_DESCRIPTION OF THE TASK_:
Of all the entries below, retype only the lines from the one with "Indicate the bare" through the one with "Indicate the white", exactly as they appear.

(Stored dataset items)
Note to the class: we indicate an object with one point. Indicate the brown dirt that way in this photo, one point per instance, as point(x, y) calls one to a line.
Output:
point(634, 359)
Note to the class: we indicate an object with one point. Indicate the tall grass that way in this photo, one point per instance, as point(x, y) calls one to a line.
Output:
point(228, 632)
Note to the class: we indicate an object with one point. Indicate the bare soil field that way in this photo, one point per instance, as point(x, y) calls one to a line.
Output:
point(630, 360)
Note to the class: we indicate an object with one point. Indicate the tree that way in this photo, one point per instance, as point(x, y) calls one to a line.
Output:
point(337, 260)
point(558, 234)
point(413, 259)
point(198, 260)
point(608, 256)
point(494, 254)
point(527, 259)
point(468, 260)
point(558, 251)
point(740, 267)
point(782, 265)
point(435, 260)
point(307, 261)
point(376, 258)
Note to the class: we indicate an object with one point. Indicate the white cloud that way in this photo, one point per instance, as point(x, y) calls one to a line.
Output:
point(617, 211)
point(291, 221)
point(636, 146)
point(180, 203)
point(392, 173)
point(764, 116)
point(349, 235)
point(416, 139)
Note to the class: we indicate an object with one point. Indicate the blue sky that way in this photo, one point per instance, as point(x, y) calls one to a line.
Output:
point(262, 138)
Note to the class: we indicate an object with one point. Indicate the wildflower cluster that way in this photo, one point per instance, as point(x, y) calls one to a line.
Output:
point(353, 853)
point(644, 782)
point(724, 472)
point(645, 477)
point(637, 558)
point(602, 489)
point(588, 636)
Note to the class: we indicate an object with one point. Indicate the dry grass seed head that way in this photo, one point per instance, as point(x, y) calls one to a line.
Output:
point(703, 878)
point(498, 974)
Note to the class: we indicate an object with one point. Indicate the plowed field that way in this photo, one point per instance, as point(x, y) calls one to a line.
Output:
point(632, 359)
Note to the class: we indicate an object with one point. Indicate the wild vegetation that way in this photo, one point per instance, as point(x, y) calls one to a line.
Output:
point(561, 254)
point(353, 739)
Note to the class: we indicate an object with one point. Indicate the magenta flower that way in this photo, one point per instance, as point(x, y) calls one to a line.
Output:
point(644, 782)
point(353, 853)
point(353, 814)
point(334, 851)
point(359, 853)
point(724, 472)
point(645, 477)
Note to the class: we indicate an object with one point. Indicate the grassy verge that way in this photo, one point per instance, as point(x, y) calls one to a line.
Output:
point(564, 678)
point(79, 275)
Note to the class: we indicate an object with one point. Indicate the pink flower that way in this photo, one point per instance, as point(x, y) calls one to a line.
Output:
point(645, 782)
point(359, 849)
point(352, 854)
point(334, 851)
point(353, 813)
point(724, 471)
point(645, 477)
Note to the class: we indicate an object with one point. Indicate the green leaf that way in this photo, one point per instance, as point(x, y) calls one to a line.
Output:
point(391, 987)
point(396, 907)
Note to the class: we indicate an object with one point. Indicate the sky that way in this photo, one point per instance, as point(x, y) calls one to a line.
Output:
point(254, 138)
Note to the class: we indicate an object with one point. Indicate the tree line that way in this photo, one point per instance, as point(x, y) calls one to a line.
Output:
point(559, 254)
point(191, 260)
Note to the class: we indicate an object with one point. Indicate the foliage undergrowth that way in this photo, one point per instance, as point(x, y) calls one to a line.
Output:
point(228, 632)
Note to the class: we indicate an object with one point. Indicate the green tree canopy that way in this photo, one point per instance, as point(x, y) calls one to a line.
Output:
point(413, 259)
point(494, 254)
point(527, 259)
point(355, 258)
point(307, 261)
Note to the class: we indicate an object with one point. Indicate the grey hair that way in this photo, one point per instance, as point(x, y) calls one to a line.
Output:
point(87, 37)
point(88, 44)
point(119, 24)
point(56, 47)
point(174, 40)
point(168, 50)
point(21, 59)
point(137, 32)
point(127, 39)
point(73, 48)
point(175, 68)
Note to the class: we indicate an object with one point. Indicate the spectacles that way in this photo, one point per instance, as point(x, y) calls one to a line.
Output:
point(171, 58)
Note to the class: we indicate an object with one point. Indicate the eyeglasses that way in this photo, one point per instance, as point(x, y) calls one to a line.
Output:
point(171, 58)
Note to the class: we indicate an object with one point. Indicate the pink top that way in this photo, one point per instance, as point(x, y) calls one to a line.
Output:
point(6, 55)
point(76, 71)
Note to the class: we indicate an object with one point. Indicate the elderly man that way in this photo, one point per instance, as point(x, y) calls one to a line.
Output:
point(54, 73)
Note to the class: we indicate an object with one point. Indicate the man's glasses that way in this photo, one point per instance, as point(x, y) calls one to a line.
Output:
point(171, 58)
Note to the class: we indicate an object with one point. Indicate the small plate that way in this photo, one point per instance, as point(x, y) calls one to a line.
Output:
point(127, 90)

_RESPONSE_:
Note to the class: we indicate an object with one point. Indicate the bare soil field that way in this photo, one point per instance, as point(x, y) calls one to a line.
Output:
point(630, 360)
Note to the class: we indicate an object with one point. Indicate the tree that way in this photo, one point per instance, as point(x, y) calls one to a line.
Output:
point(337, 260)
point(558, 234)
point(413, 259)
point(198, 260)
point(608, 256)
point(494, 254)
point(527, 259)
point(468, 260)
point(558, 251)
point(740, 267)
point(782, 265)
point(435, 260)
point(307, 261)
point(376, 258)
Note to the class: we indicate an object with one point. Indicate the white cloud that way in this photo, one point per instance, as point(x, y) calls one to a line.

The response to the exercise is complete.